» PROBLEM:
Search each line below for the word "short" and list those that contain it.

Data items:
»»
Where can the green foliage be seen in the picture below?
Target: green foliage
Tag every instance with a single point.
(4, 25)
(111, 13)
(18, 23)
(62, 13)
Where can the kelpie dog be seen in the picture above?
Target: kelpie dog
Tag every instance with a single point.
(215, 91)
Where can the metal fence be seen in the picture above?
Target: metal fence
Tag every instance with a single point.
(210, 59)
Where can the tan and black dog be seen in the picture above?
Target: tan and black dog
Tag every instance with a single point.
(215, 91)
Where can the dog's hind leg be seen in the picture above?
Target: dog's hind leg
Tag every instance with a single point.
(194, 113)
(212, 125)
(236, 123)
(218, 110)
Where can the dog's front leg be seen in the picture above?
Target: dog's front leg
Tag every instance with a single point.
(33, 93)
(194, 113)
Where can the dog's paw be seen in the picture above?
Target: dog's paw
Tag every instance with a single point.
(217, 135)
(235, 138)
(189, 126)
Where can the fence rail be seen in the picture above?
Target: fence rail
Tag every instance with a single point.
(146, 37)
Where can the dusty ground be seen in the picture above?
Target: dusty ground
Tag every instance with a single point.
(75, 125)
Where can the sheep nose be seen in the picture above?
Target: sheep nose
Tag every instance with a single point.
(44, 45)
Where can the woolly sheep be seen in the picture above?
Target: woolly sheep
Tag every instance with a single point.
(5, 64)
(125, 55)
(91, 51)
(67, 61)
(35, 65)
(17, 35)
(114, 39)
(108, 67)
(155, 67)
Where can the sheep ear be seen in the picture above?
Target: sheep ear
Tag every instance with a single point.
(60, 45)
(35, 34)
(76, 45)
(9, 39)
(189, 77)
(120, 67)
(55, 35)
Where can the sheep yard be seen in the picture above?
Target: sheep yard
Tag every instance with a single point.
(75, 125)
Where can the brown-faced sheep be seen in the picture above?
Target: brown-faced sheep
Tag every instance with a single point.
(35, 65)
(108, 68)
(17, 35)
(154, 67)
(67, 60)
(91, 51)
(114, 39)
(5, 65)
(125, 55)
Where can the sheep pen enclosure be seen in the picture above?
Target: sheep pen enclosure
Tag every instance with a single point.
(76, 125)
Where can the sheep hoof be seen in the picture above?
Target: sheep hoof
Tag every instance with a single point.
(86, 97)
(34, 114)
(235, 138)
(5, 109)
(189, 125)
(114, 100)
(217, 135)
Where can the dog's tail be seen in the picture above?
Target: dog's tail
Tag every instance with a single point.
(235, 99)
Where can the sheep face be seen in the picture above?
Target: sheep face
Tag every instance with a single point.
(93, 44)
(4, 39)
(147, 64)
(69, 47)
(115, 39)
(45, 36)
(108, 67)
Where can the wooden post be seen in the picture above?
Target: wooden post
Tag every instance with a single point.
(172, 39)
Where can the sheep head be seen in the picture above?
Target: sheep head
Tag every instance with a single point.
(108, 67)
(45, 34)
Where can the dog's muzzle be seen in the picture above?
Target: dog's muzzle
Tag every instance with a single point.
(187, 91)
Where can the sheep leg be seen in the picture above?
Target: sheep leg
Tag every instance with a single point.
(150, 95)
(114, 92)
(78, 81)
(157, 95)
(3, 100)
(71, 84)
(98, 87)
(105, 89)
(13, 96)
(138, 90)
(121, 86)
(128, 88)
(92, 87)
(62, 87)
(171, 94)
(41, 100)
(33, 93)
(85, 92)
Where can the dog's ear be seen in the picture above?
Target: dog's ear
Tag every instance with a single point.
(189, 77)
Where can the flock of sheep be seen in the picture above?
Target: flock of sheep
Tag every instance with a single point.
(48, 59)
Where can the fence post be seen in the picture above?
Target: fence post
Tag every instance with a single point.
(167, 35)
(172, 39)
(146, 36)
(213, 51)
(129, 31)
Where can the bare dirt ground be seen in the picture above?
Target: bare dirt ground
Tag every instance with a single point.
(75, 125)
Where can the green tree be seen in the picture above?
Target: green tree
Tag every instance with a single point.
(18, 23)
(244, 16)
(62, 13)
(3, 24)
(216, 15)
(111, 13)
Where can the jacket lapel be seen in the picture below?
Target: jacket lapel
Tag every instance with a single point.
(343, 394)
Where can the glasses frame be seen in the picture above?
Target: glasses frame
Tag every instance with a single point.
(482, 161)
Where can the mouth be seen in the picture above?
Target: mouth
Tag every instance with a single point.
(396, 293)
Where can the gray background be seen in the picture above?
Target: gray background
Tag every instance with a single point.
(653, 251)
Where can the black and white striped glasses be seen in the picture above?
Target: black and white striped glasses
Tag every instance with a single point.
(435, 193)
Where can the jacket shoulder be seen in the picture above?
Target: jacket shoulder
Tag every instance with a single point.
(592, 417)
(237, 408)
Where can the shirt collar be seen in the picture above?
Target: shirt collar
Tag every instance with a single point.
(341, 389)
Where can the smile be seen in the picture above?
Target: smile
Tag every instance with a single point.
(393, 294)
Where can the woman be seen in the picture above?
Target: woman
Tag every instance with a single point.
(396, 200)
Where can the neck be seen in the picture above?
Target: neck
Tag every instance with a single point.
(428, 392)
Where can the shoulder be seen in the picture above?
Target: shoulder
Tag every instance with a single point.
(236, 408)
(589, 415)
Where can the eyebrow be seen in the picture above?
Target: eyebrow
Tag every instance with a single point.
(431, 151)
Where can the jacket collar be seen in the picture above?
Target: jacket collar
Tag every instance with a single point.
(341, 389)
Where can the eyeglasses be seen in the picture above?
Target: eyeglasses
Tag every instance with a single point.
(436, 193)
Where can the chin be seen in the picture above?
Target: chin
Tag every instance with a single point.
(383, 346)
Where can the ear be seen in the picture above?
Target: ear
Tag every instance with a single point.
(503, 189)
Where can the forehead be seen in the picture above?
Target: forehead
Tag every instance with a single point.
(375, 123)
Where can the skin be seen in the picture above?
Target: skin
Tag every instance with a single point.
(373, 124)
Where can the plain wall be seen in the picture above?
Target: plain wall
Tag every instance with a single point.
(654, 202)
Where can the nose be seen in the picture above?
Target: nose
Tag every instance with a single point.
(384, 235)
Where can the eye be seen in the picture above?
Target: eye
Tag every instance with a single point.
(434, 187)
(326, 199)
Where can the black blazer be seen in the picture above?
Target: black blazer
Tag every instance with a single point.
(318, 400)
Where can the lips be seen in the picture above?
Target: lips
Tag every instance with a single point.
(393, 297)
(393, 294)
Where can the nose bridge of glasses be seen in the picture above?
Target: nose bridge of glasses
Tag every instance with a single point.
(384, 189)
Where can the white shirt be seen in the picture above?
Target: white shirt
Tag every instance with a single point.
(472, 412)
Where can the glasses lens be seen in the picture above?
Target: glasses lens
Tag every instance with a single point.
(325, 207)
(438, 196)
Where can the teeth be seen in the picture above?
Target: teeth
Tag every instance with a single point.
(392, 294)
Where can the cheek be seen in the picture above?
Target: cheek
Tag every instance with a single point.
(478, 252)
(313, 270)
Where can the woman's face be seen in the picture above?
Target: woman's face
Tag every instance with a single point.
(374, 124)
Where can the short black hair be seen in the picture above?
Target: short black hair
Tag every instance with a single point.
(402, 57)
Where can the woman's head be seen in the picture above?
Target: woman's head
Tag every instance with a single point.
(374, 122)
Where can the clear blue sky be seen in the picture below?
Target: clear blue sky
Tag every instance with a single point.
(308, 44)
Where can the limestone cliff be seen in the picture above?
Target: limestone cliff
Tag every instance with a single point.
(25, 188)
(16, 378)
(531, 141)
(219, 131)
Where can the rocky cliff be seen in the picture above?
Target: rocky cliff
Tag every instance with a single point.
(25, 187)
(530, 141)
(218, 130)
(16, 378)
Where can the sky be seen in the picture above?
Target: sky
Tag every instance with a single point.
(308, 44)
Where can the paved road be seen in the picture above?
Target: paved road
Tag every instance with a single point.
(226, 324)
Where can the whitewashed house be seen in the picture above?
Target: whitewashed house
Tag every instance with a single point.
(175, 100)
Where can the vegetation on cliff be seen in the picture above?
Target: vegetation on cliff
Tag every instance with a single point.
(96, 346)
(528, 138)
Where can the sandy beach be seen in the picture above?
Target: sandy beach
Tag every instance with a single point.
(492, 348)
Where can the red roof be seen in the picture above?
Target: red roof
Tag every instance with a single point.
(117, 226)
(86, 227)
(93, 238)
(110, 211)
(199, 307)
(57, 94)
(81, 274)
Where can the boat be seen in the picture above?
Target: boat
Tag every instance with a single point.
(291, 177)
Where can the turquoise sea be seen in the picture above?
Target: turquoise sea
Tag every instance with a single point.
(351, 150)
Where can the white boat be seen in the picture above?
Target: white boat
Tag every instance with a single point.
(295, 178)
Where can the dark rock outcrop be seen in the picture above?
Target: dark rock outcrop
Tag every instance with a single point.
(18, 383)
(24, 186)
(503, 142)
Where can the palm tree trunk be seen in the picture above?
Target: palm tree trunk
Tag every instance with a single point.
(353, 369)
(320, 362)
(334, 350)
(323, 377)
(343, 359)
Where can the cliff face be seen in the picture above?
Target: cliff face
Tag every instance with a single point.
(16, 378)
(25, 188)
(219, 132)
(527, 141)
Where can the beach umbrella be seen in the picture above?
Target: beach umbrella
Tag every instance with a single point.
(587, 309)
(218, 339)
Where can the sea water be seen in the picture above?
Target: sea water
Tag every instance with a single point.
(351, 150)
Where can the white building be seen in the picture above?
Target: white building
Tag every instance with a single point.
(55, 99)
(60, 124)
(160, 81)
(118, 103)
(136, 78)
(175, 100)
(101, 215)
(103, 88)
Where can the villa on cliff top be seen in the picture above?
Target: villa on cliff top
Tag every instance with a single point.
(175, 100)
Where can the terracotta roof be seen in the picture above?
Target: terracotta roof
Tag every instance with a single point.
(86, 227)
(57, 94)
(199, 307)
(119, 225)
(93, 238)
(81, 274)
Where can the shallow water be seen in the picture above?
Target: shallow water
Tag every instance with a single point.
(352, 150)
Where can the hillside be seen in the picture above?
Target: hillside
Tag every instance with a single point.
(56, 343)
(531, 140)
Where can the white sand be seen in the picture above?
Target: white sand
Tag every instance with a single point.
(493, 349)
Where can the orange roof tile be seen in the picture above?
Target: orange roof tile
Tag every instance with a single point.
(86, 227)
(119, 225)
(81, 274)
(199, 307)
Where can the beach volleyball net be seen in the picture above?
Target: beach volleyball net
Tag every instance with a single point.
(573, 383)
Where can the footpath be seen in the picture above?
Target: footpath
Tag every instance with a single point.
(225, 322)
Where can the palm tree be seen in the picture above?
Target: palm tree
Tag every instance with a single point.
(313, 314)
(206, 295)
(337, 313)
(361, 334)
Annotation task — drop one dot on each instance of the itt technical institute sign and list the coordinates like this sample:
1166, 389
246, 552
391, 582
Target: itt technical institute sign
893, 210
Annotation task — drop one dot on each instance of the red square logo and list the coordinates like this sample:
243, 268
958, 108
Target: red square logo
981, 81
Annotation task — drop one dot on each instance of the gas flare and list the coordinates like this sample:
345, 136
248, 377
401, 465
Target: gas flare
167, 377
««
» EXERCISE RESPONSE:
Where can the short black hair be seen in the picture above?
Target: short black hair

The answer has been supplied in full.